### Exercise instructions:
Can you copy the listing below line for line, without changing any wording or numbers, and leave out the pictures?

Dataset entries
-.-.-
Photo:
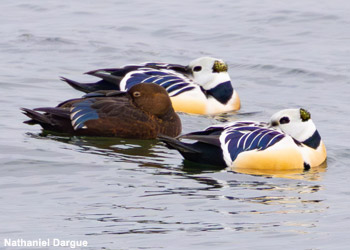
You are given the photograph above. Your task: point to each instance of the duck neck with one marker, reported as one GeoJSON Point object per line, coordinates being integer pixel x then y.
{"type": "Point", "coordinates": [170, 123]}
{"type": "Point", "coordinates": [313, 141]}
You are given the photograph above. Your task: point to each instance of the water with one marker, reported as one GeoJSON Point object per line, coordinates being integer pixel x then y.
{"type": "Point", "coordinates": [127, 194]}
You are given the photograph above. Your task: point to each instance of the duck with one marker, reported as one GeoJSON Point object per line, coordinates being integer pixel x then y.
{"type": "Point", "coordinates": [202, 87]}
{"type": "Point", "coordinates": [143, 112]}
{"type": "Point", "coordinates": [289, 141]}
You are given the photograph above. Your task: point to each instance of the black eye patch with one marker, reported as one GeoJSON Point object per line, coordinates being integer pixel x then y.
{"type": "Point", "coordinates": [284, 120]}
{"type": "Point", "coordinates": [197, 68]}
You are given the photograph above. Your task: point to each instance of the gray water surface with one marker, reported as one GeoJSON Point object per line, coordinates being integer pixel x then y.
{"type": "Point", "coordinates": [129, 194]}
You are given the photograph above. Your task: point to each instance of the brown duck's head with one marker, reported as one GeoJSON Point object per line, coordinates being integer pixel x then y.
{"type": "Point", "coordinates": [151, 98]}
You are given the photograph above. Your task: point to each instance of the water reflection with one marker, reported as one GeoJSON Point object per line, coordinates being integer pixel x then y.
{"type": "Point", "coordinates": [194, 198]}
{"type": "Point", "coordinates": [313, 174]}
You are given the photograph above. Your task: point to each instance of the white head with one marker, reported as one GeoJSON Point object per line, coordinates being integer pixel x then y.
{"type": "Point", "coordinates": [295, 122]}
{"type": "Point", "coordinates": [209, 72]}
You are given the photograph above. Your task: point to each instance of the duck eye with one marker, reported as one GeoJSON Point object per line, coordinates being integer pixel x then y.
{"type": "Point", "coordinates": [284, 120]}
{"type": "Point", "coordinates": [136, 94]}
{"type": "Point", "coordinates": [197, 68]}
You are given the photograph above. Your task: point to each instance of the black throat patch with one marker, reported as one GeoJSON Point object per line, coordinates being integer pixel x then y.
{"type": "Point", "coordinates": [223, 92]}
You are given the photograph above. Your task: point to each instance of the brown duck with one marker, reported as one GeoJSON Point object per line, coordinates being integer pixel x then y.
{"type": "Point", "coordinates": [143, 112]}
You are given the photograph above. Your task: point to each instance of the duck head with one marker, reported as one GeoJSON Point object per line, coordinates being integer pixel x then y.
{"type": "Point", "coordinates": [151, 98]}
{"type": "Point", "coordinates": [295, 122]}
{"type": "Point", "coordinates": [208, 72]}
-.-.-
### Answer for this exercise:
Photo:
You are given the photograph above. Your task: point to each instance of the duck neck with one marker, reported as one GeoJSON Point object per line, coordinates being integer pixel x then y.
{"type": "Point", "coordinates": [170, 123]}
{"type": "Point", "coordinates": [313, 141]}
You are given the photograph above. Your task: point to each instance of the water with one marker, reported as one GeoJSON Point object per line, coordinates being integer pixel x then y.
{"type": "Point", "coordinates": [127, 194]}
You are given the photograph above. Your task: point to each instance of the duck with one marker, reported as one GeoJSON Point object per line, coordinates being integer pixel x then y.
{"type": "Point", "coordinates": [202, 87]}
{"type": "Point", "coordinates": [143, 112]}
{"type": "Point", "coordinates": [289, 141]}
You are given the photograph above. Your task: point to each instance of the black eye patch with one marker, reported as one GeoJSON Point object per line, coordinates being integer pixel x then y.
{"type": "Point", "coordinates": [284, 120]}
{"type": "Point", "coordinates": [197, 68]}
You are given the photograph above. Your task: point to each instance of the gray water surface with one marker, reported as one GeoJSON Point object per line, coordinates being integer pixel x then y.
{"type": "Point", "coordinates": [129, 194]}
You are given the photograph above. Your task: point to each instance of the brown duck's head with one marker, reported as one GeoJSON Point object per line, coordinates being integer pixel x then y.
{"type": "Point", "coordinates": [151, 98]}
You are given the photograph above. Your task: point to each instance of the water reflection with one marker, reported as one GeoJSON Point object per line, coordinates being integer pixel x then y.
{"type": "Point", "coordinates": [194, 198]}
{"type": "Point", "coordinates": [313, 174]}
You are given the photograph above. Your task: point to each instance of the white head with one marker, reported as one GeoJSON Point object per line, coordinates being integer pixel x then y.
{"type": "Point", "coordinates": [295, 122]}
{"type": "Point", "coordinates": [209, 72]}
You are given the photograph above. Your task: point to each instance of the duck eye with one marker, reported as one GeoJSON Point object per line, coordinates being integer pixel x then y.
{"type": "Point", "coordinates": [284, 120]}
{"type": "Point", "coordinates": [136, 94]}
{"type": "Point", "coordinates": [197, 68]}
You are given the photograph above. Your task: point to each instance of the black throat patch with one marker, reported as one GeoJSON Point object per line, coordinates being integer pixel x then y.
{"type": "Point", "coordinates": [223, 92]}
You are given the photograph above. Your task: point to each instance of the brown duck with one marker, reported as one GeoJSON Point object per line, coordinates being integer pixel x then y.
{"type": "Point", "coordinates": [143, 112]}
You are given the photograph above. Your task: point to each instance of the duck head with one marker, reported as one GeoJSON Point object per line, coordinates being integer pixel x then y.
{"type": "Point", "coordinates": [151, 98]}
{"type": "Point", "coordinates": [295, 122]}
{"type": "Point", "coordinates": [208, 72]}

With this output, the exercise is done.